## Problem
Copy the data below word for word, leaving out the pictures.

# Start of Provided entries

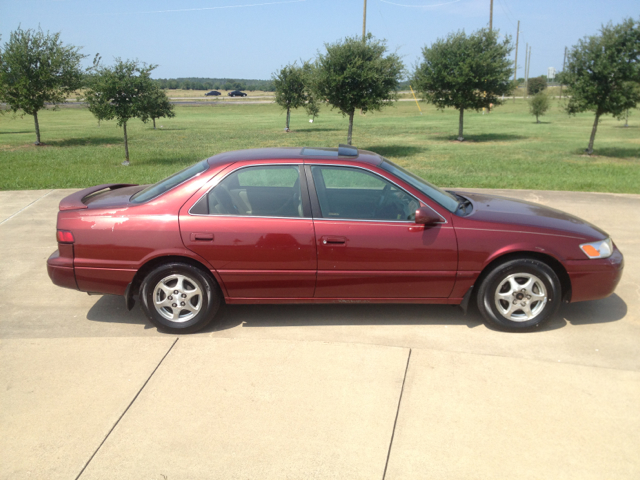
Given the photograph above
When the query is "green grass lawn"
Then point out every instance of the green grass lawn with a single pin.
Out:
(504, 149)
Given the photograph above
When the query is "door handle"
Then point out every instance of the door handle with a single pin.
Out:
(202, 237)
(334, 241)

# End of Provided entries

## Exercise answer
Given the photograph above
When the query is "green grass lawn"
Then point out every instance of the green grass lawn with a single pin.
Out:
(504, 149)
Given the photograph above
When the query is "door handle"
Then point out every instance of the door handle with a single pin.
Out:
(202, 237)
(334, 241)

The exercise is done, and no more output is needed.